Exercise aim: Copy out all of the records below word for word, keeping every line unchanged.

Data entries:

▬▬▬▬▬▬

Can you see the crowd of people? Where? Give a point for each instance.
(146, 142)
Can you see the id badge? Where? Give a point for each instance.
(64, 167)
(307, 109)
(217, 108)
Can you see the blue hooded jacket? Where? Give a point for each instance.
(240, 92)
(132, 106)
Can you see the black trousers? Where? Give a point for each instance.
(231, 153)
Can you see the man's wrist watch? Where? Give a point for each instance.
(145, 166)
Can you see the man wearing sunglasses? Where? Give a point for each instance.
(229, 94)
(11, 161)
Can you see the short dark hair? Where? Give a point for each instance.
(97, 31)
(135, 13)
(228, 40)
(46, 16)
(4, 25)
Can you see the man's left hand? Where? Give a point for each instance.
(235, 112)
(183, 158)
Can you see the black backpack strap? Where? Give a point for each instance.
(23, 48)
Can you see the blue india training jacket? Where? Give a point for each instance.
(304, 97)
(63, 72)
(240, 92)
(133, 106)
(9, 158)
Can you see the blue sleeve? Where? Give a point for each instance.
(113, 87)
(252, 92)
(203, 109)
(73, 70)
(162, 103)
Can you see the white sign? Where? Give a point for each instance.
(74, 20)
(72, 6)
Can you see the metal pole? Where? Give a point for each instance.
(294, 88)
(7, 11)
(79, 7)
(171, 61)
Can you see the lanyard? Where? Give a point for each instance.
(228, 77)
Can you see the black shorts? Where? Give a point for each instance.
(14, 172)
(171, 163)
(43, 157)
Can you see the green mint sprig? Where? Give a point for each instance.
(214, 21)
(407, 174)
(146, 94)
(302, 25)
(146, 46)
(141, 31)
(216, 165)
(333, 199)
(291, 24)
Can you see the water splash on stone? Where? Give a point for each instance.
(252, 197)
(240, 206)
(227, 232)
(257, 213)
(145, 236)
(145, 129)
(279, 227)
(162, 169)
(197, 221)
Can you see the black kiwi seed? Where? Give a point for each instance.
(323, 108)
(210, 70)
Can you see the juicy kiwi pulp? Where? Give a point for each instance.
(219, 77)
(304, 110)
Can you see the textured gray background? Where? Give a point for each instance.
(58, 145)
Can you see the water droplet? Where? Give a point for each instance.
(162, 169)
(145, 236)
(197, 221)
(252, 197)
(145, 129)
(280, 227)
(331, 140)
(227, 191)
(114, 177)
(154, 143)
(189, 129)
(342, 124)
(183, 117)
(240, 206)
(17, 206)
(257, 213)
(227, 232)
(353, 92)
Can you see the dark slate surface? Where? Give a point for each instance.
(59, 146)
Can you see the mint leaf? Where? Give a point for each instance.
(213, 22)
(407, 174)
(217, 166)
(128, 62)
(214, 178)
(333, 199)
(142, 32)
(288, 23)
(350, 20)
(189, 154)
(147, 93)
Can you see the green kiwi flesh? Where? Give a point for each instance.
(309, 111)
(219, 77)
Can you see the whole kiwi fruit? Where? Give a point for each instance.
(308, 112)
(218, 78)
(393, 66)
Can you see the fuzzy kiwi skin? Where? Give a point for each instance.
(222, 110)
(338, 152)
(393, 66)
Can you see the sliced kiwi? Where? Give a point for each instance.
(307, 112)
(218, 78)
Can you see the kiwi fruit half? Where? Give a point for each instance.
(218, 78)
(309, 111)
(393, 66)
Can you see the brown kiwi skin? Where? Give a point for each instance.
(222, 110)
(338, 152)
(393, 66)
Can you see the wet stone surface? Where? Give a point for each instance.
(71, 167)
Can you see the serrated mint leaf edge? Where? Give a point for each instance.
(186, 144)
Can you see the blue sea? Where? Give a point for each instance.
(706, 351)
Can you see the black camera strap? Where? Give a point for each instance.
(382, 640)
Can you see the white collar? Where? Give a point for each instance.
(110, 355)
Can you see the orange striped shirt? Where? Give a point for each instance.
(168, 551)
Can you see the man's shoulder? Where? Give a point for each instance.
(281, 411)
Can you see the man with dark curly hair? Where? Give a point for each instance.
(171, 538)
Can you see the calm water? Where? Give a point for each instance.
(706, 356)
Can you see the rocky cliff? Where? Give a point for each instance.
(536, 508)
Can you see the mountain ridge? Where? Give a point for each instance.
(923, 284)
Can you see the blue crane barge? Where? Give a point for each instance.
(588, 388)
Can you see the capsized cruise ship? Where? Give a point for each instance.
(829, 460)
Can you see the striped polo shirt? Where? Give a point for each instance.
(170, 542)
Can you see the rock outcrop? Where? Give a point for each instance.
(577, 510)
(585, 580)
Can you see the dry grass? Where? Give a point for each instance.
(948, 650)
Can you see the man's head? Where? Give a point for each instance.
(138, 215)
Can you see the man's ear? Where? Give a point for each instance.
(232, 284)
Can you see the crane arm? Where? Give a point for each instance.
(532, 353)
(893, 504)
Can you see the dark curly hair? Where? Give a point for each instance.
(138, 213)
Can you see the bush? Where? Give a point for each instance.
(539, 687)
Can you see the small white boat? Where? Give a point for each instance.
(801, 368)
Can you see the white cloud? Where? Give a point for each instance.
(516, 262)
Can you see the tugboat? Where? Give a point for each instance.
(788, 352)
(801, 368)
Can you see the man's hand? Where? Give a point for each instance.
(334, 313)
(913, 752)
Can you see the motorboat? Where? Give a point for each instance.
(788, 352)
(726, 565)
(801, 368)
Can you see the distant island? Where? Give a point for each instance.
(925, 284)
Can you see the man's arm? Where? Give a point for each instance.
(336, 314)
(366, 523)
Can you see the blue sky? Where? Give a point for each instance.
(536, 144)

▬▬▬▬▬▬

The output:
Can you see the crowd of people? Where? Give a point for each instance.
(146, 142)
Can you see the id badge? Where? Give a point for each instance.
(64, 167)
(307, 109)
(217, 108)
Can you see the blue hooded jacket? Where? Give a point for each instance.
(240, 92)
(132, 106)
Can you see the black trousers? Where? Give a point for each instance.
(231, 153)
Can you see the man's wrist watch? Where? Give a point for each instance.
(145, 166)
Can you see the man wearing sunglasses? Where? Give a point for each instance.
(229, 94)
(11, 161)
Can you see the short dark hair? Where? Give a point for each instance.
(97, 31)
(135, 13)
(228, 40)
(46, 16)
(4, 25)
Can you see the man's left hand? Where? Give a point for each instance.
(235, 112)
(183, 158)
Can you see the black backpack strap? Where? Give a point for each instance.
(23, 48)
Can you see the blue india training jacket? Where? Give a point for each instance.
(304, 97)
(63, 72)
(240, 92)
(133, 106)
(9, 158)
Can you see the blue sleeve? Where? Give a point for each instance.
(113, 87)
(252, 92)
(203, 109)
(73, 70)
(162, 103)
Can you see the white sign? Where? Give a point for each instance.
(74, 20)
(72, 6)
Can you see the metal pole? Where? Give a point for each instance.
(294, 88)
(7, 11)
(79, 7)
(171, 61)
Can you see the lanyard? Where? Give a point for each instance.
(228, 77)
Can you see the black shorts? Where? Give a point for each instance.
(14, 172)
(171, 163)
(43, 157)
Can you see the green mint sprig? Where? Give a point for each instance.
(214, 21)
(407, 174)
(146, 94)
(302, 25)
(146, 46)
(141, 31)
(216, 165)
(333, 199)
(291, 24)
Can you see the water splash on stone? Where? Give a point for each instance.
(252, 197)
(240, 206)
(227, 232)
(257, 213)
(145, 236)
(145, 129)
(279, 227)
(162, 169)
(197, 221)
Can you see the black kiwi seed? Where? Give a point for each instance.
(323, 108)
(210, 70)
Can you see the juicy kiwi pulp? Where? Give a point for each instance.
(219, 77)
(304, 110)
Can you see the textured gray background? Where? Give a point for each instance.
(58, 145)
Can you see the water droplet? Where? Give a point for each instance.
(162, 169)
(145, 236)
(197, 221)
(252, 197)
(145, 129)
(280, 227)
(331, 140)
(227, 191)
(114, 177)
(154, 143)
(189, 129)
(342, 124)
(183, 117)
(240, 206)
(17, 206)
(257, 213)
(227, 232)
(353, 92)
Can you see the dark slate surface? Where? Give a point for each instance.
(59, 146)
Can you see the mint leaf? Where? Give a point for each instance.
(213, 22)
(407, 174)
(217, 166)
(128, 62)
(214, 178)
(333, 199)
(142, 32)
(288, 23)
(350, 20)
(189, 154)
(147, 93)
Can you see the green kiwi flesh? Where? Give a point for each instance.
(309, 111)
(219, 77)
Can you see the whole kiwi fruit? Where? Give a point for each instance.
(308, 112)
(218, 78)
(393, 66)
Can you see the fuzzy kiwi skin? Where? Give a point for each instance.
(222, 110)
(338, 152)
(393, 66)
Can you see the sliced kiwi? Where? Give a point for each instance.
(307, 112)
(218, 78)
Can you see the kiwi fruit half? Where? Give a point for each instance.
(218, 78)
(309, 111)
(393, 66)
Can you see the brown kiwi skin? Where? Give a point for each instance.
(222, 110)
(338, 152)
(393, 66)
Can you see the wet stone surface? Where? Give a point for each instance.
(71, 167)
Can you see the serrated mint leaf edge? Where? Give a point for each instance.
(186, 144)
Can you see the blue sea? Where? Give a point for each instance.
(706, 351)
Can you see the black camera strap? Where? Give a point for each instance.
(382, 640)
Can you see the white collar? Where? Give a point for each instance.
(110, 355)
Can you see the orange striped shirt? Where? Give a point for each instance.
(168, 551)
Can you see the man's shoulder? Where? Give a point for each instance.
(281, 411)
Can you see the man with dark curly hair? Where? Give a point for each instance.
(171, 538)
Can you see the calm water? Where? Give a point for each instance.
(706, 356)
Can you see the rocky cliff? Where? Give a point for each instance.
(536, 508)
Can you see the mountain ridge? Where? Give a point for each instance.
(923, 284)
Can you see the blue crane barge? Where? Give a point for each instance.
(588, 388)
Can you see the capsized cruise ship? Where? Give a point for each instance.
(829, 460)
Can you see the striped polo shirt? Where? Give a point for each instance.
(170, 542)
Can you see the rock outcrop? Where? Give a point for each instance.
(577, 510)
(585, 580)
Can you see the dry grass? Where? Give a point for each instance.
(948, 650)
Can you see the man's head? Where? Give a point for each instance.
(138, 215)
Can you see the man's ear? Where? Give a point for each instance.
(232, 284)
Can you see the crane arm? Where? Give a point for each instance.
(532, 353)
(893, 504)
Can you see the dark curly hair? Where? Give a point for each instance.
(138, 213)
Can you see the bush? Where? Give a point for each instance.
(539, 687)
Can you see the small white boat? Where? Give a point for each instance.
(801, 368)
Can you see the white cloud? Where? Give a point for each instance.
(516, 262)
Can you see the tugboat? Where? Give a point for each instance.
(788, 352)
(801, 368)
Can you see the man's hand? Where? Give a point for each instance.
(334, 313)
(913, 752)
Can you see the motorboat? Where? Give a point for each instance.
(788, 352)
(726, 565)
(801, 368)
Can you see the distant island? Where? Give a point for each instance.
(925, 284)
Can you see the man's arm? Where? Give a point for each instance.
(336, 314)
(366, 523)
Can you see the blue sky? Where? Give a point for each instance.
(536, 144)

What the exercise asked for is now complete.